** Task item **
The listing below contains a span that opens with the line containing "Target: black dress" and closes with the line containing "Target: woman's right arm". Return that span exactly.
##############################
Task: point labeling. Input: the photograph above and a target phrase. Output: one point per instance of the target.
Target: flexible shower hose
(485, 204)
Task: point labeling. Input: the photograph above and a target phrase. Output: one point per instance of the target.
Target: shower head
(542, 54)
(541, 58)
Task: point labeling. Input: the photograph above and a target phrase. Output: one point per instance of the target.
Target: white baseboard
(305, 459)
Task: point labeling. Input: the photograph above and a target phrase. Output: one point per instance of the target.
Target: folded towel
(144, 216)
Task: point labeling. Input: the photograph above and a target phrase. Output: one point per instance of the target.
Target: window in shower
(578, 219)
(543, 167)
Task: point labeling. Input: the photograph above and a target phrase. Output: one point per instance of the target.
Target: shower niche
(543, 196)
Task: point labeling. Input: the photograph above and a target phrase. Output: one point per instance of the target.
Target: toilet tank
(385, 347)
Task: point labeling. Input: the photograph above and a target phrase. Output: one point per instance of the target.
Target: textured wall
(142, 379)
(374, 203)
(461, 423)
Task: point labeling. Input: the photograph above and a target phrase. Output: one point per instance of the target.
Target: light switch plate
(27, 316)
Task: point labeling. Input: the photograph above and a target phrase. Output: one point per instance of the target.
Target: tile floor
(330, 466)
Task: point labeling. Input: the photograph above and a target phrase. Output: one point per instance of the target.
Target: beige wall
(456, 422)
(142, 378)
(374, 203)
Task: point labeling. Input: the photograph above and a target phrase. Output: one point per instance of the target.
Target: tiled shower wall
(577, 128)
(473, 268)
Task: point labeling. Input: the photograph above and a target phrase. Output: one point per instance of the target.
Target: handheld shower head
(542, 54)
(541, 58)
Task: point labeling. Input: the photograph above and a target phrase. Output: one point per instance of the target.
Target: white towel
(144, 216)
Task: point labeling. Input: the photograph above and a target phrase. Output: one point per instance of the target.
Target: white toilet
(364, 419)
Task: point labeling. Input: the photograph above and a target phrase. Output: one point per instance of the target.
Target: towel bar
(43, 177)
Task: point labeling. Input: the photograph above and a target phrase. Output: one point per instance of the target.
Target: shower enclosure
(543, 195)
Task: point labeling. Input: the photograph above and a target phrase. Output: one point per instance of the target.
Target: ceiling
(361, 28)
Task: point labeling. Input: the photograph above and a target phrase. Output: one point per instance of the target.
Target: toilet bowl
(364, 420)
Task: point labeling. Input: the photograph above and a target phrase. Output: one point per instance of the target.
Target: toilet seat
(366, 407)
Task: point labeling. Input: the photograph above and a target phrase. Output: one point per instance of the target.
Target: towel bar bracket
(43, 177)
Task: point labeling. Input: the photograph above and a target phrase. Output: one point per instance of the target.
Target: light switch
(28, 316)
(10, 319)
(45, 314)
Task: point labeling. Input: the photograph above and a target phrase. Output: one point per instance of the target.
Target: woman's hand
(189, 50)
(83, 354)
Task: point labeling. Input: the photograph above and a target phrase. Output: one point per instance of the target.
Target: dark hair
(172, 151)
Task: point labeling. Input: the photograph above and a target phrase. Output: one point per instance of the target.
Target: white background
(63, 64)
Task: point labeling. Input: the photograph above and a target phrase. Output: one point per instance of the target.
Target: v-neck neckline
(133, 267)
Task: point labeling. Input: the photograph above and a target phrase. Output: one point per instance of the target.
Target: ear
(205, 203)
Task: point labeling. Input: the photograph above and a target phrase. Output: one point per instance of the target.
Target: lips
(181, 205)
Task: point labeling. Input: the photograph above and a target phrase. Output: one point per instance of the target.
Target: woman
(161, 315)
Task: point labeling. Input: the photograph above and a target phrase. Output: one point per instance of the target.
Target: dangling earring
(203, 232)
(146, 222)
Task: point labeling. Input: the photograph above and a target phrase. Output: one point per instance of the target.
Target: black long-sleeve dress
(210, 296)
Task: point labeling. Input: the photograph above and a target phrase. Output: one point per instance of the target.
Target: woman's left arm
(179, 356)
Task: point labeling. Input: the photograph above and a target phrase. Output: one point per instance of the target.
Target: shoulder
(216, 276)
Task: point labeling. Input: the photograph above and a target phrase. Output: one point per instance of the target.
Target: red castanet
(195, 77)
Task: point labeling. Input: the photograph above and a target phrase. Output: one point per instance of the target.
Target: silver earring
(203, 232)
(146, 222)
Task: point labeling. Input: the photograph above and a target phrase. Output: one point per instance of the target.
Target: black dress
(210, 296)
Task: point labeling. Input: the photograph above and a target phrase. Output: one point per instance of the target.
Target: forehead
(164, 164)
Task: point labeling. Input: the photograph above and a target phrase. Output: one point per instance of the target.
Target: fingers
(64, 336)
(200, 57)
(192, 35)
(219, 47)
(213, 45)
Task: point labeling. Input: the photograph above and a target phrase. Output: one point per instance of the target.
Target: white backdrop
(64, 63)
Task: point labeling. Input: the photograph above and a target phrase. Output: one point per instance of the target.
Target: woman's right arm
##############################
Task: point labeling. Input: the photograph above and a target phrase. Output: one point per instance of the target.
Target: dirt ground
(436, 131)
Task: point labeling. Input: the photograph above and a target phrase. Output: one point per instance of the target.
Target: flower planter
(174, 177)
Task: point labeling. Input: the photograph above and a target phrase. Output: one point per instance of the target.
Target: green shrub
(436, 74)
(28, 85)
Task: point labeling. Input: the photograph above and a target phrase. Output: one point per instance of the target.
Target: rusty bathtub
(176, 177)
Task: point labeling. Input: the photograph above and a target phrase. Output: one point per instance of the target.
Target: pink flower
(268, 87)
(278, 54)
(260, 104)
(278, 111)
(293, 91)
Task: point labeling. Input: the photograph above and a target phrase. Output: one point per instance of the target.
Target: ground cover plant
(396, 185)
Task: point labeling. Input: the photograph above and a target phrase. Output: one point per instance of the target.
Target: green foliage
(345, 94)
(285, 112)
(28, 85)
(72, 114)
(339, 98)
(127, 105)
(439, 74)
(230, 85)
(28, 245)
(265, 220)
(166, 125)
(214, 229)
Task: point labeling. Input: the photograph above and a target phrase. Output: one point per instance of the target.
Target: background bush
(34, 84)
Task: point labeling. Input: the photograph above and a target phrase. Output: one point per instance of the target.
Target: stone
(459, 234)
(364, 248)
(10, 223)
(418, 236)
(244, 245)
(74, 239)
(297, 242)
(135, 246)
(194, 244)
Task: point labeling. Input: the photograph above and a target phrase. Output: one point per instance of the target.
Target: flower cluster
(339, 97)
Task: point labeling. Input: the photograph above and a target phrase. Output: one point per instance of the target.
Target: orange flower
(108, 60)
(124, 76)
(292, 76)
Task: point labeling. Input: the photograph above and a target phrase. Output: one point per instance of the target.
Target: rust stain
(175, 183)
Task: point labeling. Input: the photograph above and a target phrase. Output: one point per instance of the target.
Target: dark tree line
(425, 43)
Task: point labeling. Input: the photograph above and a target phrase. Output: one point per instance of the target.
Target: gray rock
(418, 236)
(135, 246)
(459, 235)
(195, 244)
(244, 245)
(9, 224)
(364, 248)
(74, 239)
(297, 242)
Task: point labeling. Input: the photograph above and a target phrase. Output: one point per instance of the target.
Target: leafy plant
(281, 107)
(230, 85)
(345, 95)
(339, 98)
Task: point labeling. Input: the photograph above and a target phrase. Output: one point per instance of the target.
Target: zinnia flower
##############################
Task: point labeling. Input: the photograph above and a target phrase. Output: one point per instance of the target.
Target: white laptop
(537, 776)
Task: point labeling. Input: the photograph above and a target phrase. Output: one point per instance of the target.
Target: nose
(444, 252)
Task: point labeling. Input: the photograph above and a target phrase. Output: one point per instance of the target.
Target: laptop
##############################
** Exercise response **
Target: black dress
(210, 296)
Task: point labeling. Input: the photograph above and a target phrase. Output: one point per instance of the target.
Target: forehead
(164, 164)
Task: point labeling. Input: the photograph above and a target phrase. Output: one point per instance of the target.
Target: fingers
(64, 336)
(200, 57)
(192, 35)
(219, 47)
(213, 45)
Task: point labeling. Input: the photograph above and a target phrase. Output: one point per instance of the target.
Target: white backdrop
(64, 63)
Task: point labeling. Input: the photograph above and a target phrase. Output: one point per instance of the target.
Target: woman's right arm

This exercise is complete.